+++ Recorded information +++

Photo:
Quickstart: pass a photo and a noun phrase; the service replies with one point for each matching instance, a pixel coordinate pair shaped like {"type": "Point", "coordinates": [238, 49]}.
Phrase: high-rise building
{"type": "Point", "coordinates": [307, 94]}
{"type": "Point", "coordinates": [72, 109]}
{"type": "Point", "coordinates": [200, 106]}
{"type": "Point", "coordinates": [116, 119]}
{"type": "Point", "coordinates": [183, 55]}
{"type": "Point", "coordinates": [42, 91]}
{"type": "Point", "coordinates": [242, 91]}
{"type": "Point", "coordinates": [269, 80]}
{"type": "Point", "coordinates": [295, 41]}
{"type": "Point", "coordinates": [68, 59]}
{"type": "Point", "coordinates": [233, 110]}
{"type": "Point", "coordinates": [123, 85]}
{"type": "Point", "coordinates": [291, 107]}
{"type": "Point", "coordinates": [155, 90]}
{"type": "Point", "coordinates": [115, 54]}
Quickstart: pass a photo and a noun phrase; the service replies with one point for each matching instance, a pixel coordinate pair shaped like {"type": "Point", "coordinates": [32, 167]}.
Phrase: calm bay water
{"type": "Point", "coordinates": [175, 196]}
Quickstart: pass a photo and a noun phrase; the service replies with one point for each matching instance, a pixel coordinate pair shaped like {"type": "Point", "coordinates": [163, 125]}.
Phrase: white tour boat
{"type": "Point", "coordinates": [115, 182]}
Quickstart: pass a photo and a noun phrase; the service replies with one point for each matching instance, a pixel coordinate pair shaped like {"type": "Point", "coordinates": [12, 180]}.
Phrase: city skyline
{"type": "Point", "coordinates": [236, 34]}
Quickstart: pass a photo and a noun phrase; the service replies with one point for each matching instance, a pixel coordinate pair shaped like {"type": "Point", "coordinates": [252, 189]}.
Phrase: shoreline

+++

_What you are asked to do:_ Whenever a line of the listing above holds the word "like", copy that line.

_Exercise solution:_
Quickstart: pass a photo and a noun phrase; the service replies with one point for each matching instance, a pixel coordinate pair shaped like {"type": "Point", "coordinates": [238, 49]}.
Quickstart: pass a photo and a noun phrase; the service replies with one point for each matching instance, a pixel coordinate pair shaped like {"type": "Point", "coordinates": [32, 167]}.
Quickstart: pass a photo and a noun phrase; the service replies with one point for each matching instance, a pixel coordinate pair shaped like {"type": "Point", "coordinates": [163, 125]}.
Quickstart: pass a photo and a noun phrase; the service replies with one point for each matching instance, a pixel coordinate pair shaped like {"type": "Point", "coordinates": [12, 180]}.
Quickstart: pass a photo and a noun phrase; the service replies with one point for each matching instance, a pixel coordinate pair shaped like {"type": "Point", "coordinates": [252, 189]}.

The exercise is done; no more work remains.